Count the lines below that contain the word "trousers", matching case exactly, and give only the number.

## START Given information

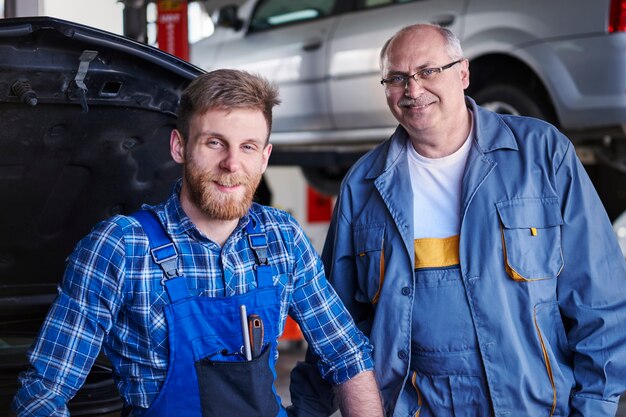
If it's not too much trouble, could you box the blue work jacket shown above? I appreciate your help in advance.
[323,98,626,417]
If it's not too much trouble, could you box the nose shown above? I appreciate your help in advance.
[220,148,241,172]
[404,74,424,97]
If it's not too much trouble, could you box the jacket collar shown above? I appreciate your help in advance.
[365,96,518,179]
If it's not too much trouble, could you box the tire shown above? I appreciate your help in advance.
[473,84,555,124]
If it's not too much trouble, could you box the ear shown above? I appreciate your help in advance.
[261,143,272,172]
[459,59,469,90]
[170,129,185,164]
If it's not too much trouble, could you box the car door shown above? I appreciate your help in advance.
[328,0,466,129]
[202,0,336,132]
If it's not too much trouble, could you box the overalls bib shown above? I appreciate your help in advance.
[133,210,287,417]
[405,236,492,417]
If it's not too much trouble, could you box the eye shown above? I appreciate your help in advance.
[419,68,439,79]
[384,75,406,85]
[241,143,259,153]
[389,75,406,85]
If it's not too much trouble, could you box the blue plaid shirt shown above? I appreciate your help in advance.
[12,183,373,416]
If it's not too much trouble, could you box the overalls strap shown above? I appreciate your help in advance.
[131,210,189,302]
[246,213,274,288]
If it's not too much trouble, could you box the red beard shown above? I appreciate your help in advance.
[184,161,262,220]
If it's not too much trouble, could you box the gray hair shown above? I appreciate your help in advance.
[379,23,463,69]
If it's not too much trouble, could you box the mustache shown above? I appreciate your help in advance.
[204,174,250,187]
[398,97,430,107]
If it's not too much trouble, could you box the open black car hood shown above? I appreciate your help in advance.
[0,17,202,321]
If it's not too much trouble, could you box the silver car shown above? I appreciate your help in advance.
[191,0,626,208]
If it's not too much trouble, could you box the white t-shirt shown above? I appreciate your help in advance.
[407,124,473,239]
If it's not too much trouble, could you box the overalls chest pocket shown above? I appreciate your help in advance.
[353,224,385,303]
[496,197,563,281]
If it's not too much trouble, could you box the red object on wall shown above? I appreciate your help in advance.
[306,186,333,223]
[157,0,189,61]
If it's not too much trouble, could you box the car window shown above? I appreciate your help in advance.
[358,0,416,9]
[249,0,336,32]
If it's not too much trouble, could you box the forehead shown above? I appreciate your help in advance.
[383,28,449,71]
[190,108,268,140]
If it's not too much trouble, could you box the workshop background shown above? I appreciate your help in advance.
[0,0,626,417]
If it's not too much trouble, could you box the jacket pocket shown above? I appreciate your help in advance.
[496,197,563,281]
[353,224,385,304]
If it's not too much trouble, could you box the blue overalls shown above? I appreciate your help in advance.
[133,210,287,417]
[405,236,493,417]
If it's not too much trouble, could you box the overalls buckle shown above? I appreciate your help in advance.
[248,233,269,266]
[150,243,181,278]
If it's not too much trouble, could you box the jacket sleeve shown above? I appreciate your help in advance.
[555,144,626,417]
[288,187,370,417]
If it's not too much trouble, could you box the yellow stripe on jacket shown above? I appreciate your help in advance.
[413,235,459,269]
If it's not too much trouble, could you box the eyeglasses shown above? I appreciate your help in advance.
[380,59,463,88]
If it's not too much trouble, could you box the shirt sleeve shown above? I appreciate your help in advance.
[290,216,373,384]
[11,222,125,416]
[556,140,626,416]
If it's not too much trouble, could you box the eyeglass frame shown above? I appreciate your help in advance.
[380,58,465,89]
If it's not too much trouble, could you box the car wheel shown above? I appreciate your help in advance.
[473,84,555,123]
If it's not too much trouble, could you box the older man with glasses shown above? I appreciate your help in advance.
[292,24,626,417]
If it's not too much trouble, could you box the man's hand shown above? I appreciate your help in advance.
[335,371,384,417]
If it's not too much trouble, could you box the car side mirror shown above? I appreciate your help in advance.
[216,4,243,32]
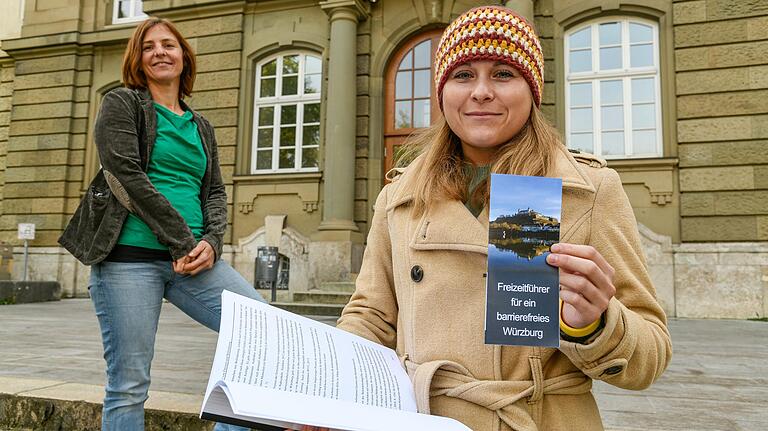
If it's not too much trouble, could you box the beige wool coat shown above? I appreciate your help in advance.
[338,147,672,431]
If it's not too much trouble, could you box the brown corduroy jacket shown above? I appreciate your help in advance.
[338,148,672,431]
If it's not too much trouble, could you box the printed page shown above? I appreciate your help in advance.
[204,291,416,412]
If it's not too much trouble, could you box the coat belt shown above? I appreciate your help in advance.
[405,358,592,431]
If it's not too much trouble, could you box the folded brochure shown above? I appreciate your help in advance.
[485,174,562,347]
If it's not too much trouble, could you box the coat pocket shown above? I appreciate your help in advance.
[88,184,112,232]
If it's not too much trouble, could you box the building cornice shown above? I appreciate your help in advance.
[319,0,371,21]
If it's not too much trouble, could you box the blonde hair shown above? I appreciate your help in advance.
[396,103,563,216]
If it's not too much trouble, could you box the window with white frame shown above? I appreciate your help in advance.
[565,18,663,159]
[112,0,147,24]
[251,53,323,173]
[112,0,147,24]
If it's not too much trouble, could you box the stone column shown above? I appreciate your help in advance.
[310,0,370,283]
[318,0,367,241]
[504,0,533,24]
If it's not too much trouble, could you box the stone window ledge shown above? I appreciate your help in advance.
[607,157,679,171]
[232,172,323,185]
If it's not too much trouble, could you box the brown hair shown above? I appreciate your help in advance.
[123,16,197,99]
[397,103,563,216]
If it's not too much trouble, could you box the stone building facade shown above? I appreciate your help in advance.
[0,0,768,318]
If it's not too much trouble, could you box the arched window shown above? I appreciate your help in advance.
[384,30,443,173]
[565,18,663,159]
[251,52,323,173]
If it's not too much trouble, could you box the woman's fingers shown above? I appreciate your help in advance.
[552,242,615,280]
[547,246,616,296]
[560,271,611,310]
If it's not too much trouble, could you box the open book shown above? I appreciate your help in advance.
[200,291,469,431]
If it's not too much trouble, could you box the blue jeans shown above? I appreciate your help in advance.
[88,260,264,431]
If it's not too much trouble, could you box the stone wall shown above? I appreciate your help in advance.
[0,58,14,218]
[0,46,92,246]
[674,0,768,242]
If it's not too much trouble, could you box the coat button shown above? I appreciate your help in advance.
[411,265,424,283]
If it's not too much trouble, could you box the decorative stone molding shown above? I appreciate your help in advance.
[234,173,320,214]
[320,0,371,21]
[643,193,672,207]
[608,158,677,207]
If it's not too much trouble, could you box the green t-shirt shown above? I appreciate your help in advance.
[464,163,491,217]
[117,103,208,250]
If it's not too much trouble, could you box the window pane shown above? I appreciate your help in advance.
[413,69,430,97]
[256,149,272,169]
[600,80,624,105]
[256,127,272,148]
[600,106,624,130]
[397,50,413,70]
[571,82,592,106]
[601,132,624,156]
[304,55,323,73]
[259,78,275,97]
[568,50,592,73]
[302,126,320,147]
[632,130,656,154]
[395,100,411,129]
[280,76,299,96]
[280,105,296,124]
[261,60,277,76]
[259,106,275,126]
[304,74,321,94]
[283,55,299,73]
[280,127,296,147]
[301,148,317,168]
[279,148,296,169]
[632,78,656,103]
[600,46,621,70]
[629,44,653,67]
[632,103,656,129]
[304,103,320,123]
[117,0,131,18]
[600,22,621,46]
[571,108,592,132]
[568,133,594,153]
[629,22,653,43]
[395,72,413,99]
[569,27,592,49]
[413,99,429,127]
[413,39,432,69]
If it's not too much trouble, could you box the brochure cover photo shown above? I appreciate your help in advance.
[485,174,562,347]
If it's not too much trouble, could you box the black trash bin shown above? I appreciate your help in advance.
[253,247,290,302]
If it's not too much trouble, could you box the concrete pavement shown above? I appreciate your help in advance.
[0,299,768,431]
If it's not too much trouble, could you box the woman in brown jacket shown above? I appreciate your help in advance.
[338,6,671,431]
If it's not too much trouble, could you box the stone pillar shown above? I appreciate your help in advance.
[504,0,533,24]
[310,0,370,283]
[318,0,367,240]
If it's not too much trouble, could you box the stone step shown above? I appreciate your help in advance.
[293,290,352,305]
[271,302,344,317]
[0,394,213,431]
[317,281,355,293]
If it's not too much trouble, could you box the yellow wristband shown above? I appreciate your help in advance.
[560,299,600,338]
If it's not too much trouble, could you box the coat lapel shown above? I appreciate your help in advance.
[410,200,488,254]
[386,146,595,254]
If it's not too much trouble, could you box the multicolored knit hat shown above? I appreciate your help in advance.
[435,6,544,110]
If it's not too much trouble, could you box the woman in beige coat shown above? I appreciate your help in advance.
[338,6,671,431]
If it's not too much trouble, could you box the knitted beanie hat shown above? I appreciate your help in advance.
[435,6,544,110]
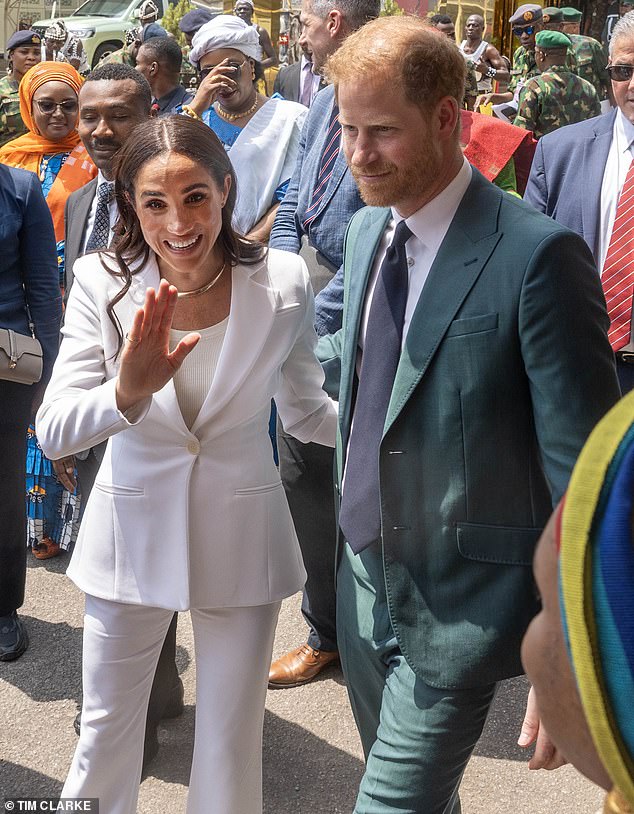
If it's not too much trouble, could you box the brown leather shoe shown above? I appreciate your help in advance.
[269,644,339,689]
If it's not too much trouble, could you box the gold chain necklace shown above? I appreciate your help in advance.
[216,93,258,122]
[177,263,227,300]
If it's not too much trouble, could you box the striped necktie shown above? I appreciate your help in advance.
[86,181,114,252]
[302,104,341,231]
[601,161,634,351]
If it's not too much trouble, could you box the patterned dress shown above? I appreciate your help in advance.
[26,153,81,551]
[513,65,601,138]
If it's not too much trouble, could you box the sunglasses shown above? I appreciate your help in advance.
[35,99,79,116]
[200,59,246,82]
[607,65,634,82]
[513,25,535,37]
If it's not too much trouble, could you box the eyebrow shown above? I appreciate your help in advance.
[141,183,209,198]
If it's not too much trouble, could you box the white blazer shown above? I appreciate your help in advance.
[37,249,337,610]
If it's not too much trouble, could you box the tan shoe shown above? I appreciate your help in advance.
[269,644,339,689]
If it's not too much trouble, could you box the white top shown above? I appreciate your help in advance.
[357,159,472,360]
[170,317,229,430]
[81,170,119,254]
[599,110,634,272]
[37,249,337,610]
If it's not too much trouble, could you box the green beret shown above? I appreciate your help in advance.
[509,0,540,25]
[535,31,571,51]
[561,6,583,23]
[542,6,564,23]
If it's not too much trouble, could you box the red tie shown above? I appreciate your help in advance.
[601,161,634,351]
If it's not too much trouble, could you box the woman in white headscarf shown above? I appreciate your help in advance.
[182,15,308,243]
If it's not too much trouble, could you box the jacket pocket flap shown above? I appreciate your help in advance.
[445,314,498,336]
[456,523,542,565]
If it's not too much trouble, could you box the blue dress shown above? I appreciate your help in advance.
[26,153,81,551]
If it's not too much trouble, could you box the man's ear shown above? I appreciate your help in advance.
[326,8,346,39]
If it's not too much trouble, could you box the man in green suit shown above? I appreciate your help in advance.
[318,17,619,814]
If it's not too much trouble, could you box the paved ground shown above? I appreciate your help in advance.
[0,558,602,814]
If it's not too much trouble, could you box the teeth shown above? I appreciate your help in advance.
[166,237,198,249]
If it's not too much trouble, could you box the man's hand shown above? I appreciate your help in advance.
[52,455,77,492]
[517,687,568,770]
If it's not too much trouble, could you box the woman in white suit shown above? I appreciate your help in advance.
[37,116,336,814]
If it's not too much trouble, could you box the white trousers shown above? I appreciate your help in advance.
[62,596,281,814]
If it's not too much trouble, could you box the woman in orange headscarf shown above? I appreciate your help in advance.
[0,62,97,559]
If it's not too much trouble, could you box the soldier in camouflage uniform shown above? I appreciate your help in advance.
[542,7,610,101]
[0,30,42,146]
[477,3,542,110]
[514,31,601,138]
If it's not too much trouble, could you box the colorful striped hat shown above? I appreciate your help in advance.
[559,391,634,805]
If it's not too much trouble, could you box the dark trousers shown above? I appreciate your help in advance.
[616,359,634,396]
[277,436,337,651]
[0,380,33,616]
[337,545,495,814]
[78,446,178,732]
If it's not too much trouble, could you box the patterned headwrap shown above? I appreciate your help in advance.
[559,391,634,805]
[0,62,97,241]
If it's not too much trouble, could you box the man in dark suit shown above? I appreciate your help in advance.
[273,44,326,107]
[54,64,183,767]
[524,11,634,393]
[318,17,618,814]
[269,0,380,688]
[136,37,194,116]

## END Given information

* [Correct response] 2